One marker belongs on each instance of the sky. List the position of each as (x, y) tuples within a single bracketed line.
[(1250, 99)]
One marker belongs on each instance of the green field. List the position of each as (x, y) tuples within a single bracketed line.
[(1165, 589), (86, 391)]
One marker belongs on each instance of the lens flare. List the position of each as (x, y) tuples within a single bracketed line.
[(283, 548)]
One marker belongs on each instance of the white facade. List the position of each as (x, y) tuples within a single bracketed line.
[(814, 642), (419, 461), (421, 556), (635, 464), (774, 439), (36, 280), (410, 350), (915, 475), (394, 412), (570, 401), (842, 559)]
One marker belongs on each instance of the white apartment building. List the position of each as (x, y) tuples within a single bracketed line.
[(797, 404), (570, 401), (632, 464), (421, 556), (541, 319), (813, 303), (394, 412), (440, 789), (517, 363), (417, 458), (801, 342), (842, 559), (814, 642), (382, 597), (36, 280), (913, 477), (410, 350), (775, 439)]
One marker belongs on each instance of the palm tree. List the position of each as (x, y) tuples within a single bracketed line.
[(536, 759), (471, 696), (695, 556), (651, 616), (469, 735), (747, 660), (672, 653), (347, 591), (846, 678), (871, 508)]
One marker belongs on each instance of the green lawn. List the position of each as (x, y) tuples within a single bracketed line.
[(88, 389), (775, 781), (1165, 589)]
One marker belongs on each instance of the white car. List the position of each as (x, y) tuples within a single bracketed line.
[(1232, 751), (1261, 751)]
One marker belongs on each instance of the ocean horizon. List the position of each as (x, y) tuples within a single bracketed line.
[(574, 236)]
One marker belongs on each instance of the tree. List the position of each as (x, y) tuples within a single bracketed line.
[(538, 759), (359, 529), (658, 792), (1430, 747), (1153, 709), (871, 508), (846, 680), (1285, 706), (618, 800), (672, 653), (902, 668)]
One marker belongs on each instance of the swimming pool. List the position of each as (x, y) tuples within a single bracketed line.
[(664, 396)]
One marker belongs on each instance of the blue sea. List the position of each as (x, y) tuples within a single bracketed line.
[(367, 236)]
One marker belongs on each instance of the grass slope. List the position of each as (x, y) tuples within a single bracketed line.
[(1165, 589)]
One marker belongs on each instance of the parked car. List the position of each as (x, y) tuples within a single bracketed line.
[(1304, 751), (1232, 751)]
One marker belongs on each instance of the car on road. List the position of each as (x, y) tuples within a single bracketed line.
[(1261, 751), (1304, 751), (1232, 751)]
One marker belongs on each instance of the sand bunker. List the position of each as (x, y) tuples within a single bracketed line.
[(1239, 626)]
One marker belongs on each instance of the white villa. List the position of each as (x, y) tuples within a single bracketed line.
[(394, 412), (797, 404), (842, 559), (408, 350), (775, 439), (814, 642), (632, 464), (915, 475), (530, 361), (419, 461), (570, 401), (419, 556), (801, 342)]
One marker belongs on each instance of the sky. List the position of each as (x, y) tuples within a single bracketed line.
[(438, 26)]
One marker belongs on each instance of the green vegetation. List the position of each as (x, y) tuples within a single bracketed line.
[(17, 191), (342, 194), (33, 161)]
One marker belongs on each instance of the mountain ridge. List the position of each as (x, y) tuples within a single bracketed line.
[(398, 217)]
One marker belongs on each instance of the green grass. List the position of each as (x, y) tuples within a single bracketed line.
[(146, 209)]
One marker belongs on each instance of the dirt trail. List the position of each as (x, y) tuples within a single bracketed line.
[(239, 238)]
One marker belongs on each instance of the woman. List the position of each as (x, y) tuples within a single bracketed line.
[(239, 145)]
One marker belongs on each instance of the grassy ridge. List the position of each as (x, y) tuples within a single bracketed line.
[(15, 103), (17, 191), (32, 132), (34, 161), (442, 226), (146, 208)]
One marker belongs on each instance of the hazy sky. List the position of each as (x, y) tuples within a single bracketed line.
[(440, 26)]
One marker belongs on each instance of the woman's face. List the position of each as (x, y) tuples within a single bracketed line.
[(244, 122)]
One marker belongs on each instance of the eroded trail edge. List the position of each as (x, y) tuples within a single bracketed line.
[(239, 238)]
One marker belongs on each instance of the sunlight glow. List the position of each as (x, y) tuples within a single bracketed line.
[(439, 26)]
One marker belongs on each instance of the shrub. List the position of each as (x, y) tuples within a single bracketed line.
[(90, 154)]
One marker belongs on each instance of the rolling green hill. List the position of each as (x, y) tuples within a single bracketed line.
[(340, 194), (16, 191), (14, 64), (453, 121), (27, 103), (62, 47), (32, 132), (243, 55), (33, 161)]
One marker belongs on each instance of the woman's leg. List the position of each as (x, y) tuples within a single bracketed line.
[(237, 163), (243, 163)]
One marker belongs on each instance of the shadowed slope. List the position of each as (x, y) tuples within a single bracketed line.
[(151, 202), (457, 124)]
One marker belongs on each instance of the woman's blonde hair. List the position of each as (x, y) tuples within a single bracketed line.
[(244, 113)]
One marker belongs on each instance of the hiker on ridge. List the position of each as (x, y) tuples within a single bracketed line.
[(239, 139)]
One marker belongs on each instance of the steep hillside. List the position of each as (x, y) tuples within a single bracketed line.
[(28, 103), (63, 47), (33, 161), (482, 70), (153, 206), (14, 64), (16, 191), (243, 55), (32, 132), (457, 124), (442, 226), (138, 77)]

THE PROBLEM: Starting from the first line and stopping after the line that contains "[(1250, 99)]", rewrite those lines with "sky" replaced by "clouds" and everything else left the same.

THE RESULT:
One marker belongs on each instance of the clouds. List the position of each as (x, y) tuples within a single bracketed line.
[(1250, 99)]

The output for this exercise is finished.